--- Artikel ---
■ ■ ■ ■ ■
A.
Definisi Hadits
Shahih
Secara
bahasah hadits Shahih berarti sehat, selamat, benar, sah dan sempurna. para ulama biasanya menyebut shahih lawan kata dari (سقيم) artinya sakit.
Sedangkan menurut istilah:
Menurut Subhi as-Salih hadits shahih adalah hadits yang sanadnya bersambung, diriwayatkan oleh periwayat yang ‘adil dan dhabith hingga brsambung kepada Rasulullah SAW atau pada sanad terakhir yang berasal dari kalangan sahabat tanpa mengandung syadz (kejanggalan) dan illat (cacat).
مَا اِتَّصَلَ سَنَدُهُ بِنَقْلِ العَادِل الضَّابِطِ عَنْ مِثْلِهِ اِلَى مُنْتَهَاهُ مِنْ غَيْرِ شُذُوْذٍ وَلاَ عِلَّةٍ
“Hadits yang sanadnya bersambung dan diriwayatkan oleh periwayat yang ‘adil dan dhabith dari akhir sanad tanpa adanya syadz dan ‘illat awal hingga akhir sanad tanpa adanya syadz dan illat.
B.
Kriteria Hadits
Shahih
- Bersambungnya sanad (ittishal al-sanad)
Ittishal
al-Sanad yaitu:
اِتَّصَلَ سَنَدُهُ وَمَعْنَاهُ اَنَّ كُلَّ رَاوٍ مِنْ رُوَاتِهِ
قَدْ اَخَذَ مُبَاشَرَةً عَمَّنْ فَوْقَهُ مِنْ اَوَّلِ السَّنَدِ اِلَى
مُنْتَهَاهُ
Bersambungnya
sanad artinya bahwa setiap periwayat mengambil hadits secara langsung dari
periwayat yang berada diatasnya dari awal hingga akhir sanad.
Cara
mengetahui bersambungnya sanad:
a.
mencatat semua
nama periwayat dalam sanad yang diteliti.
■ ■ ■ ■ ■
--- Daftar Tugas ---
1. Kutip seluruh bagian artikel tentang hadits shahih, mulai dari "مَا اِتَّصَلَ سَنَدُهُ" terus ke bawah sampai "syadz dan illat.".
2. Lanjutkan artikel tentang hadits shahih dari kalimat terakhir yang tertulis.

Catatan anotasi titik
■ ■ ■ ■ ■
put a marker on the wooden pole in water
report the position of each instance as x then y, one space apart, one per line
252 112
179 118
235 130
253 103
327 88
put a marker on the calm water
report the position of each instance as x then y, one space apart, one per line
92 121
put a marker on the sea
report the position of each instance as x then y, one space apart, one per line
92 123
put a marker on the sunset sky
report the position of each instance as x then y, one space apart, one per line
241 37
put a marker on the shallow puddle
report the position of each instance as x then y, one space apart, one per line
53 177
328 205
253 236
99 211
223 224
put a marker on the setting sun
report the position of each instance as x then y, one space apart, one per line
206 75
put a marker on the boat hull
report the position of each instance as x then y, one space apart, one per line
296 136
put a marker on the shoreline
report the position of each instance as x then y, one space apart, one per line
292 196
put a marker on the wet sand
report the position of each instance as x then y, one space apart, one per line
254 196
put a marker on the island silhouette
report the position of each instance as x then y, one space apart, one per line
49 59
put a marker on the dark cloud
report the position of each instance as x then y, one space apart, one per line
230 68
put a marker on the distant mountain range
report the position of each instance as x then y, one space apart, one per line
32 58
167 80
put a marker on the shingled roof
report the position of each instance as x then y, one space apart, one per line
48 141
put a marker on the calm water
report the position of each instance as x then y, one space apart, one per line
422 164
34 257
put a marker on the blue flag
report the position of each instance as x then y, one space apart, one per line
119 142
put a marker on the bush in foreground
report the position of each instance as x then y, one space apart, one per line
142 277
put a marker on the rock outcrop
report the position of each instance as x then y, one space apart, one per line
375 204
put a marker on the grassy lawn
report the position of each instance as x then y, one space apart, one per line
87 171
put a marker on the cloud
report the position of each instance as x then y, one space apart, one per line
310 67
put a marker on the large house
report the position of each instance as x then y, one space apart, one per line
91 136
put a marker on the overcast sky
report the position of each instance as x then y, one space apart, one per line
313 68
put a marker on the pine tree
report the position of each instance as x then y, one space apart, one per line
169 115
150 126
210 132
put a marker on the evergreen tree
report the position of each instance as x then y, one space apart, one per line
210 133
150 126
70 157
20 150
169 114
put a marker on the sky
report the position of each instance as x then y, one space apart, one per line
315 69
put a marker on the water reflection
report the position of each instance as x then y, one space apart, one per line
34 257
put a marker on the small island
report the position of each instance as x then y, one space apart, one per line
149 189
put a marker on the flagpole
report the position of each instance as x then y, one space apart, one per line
■ ■ ■ ■ ■
--- Jawaban Latihan ---
1.
مَا اِتَّصَلَ سَنَدُهُ بِنَقْلِ العَادِل الضَّابِطِ عَنْ مِثْلِهِ اِلَى مُنْتَهَاهُ مِنْ غَيْرِ شُذُوْذٍ وَلاَ عِلَّةٍ
“Hadits yang sanadnya bersambung dan diriwayatkan oleh periwayat yang ‘adil dan dhabith dari akhir sanad tanpa adanya syadz dan ‘illat awal hingga akhir sanad tanpa adanya syadz dan illat.

2.
b. mempelajari
seluruh sejarah hidup masing-masing periwayat melalui kitab-kitab rijal
al-Hadits yang dimaksudkan untuk mengetahui apakah setiap periwayat dalam
sanad itu dikenal ‘adil dan dhabith serta mengetahui apakah
antara periwayat dengan periwayat terdekat dalam sanad tersebut terdapat
kesezamanan pada masa lampau dan hubungan guru-murid dalam periwayatan hadits
c. meneliti
kata-kata (adah al-thammul wa ada’ al-hadits) yang menghubungkan antar
periwayat dalam sanad tersebut, yakni kata-kata atau metode yang dipakai dalam
sanad berupa haddatsanii, haddatsanaa, akhbaranii, akhbaranaa, sami’tu, ‘an,
anna dsb
- Periwayat yang ‘adil
‘Adil
yaitu tenaga jiwa yang mendorong untuk selalu bertaqwa, menjauhi dosa-dosa
besar, menjauhi kebiasaan melakukan dosa – dosa kecil dan meninggalkan
perbuatan-perbuatan mubah yang menodai muru’ah.
Kriteria ‘adil :
a.
Islam .
b.
Mukallaf.
c.
Selamat dari sebab-sebab kefasikan.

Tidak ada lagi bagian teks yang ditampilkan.